#### [TO BE DONE]
Copy out every line of the entries below, reproducing each one word for word with no changes.

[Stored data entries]
[BEGIN]

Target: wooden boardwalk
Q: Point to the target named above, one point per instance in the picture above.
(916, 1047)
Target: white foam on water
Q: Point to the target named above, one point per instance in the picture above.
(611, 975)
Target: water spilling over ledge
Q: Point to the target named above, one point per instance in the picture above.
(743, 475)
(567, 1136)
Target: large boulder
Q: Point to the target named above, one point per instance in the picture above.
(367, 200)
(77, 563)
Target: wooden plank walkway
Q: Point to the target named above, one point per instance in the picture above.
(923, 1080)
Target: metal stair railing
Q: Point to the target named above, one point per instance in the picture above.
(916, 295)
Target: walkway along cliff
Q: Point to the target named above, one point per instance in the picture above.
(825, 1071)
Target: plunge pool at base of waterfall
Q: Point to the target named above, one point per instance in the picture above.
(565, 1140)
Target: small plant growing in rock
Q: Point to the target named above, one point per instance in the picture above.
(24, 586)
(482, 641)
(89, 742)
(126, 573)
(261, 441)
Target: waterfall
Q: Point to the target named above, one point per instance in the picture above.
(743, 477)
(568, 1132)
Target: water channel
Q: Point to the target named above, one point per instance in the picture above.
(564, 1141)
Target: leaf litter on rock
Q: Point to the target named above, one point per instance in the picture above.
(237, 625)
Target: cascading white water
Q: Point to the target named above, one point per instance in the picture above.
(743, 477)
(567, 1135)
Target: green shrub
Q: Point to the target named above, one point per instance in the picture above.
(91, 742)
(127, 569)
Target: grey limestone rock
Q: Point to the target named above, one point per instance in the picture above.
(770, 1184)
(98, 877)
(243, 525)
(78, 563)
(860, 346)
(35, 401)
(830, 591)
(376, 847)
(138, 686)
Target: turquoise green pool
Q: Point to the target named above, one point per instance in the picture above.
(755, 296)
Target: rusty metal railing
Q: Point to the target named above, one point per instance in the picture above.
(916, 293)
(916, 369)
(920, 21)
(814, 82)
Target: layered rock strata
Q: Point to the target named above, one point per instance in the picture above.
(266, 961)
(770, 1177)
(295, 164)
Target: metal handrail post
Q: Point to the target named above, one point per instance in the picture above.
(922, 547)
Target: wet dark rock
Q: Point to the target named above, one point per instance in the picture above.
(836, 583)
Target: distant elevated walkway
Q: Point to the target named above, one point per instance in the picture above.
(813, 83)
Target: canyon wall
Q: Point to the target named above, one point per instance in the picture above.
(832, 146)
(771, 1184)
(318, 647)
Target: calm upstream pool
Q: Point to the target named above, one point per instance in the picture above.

[END]

#### [THE ANSWER]
Target: wooden boardwalk
Q: Point to the target named above, one point per instance in the picture above.
(916, 1047)
Target: white foam on water
Q: Point to the target named above, one point per instance in the picture above.
(611, 975)
Target: water spilling over ledge
Q: Point to the target named above, one point per instance in the picture above.
(743, 475)
(567, 1136)
Target: large boulder
Q: Point to the target named above, one point per instance in the picture above.
(367, 200)
(77, 563)
Target: wooden plank walkway
Q: Point to the target named above, one point per instance in the picture above.
(923, 1080)
Target: metal stair railing
Q: Point to the target named above, one point per instance in the picture above.
(916, 295)
Target: walkway along cliff
Q: Point to the target named above, one point per instance in the picture above.
(825, 1071)
Target: plunge pool at base of waterfall
Q: Point to the target named above, one point per instance in the picture above.
(565, 1140)
Target: small plant growing in rock
Q: Point to the target named above, one point per instance in the picture above.
(24, 586)
(482, 641)
(89, 742)
(126, 573)
(261, 441)
Target: waterfall
Q: Point to the target named above, one point per instance in the picture above.
(743, 477)
(568, 1132)
Target: water channel
Q: Point to the target named above, one point per instance in the picture above.
(564, 1141)
Target: leaf litter on rock
Q: Point to the target named above, one point per instance in the picture above.
(237, 625)
Target: cascading white water
Q: Point to the target named above, one point per instance in the picture above.
(743, 477)
(567, 1135)
Target: green shrub
Q: Point to the target named above, one point per instance in the picture above.
(91, 742)
(127, 569)
Target: grey limestone rock
Q: Point to the target named above, one point per instance in the picture above.
(770, 1184)
(98, 877)
(243, 525)
(78, 563)
(860, 346)
(35, 401)
(830, 591)
(376, 847)
(138, 686)
Target: turquoise green pool
Q: Point to the target named above, one point per instance in the picture above.
(755, 296)
Target: rusty metal railing
Q: Point to the target named above, one point per instance in the picture above.
(916, 293)
(916, 369)
(920, 21)
(814, 82)
Target: layered rock strata
Q: Point to the target named above, one point per instance in the picture above.
(266, 961)
(770, 1177)
(295, 164)
Target: metal handrail post
Q: Point to the target named above, one point per instance in the picture above.
(922, 547)
Target: wet dark rock
Q: Point to the target named above, one point per instance in the picture above.
(836, 583)
Target: distant elevated walkway
Q: Point to the target named above, one point per instance in the picture above.
(813, 83)
Target: canyon wall
Q: Point to the target named above, one point per instance in the picture above.
(832, 146)
(771, 1184)
(318, 647)
Target: calm upstream pool
Q: Point to the target named above, one point per instance in the picture above.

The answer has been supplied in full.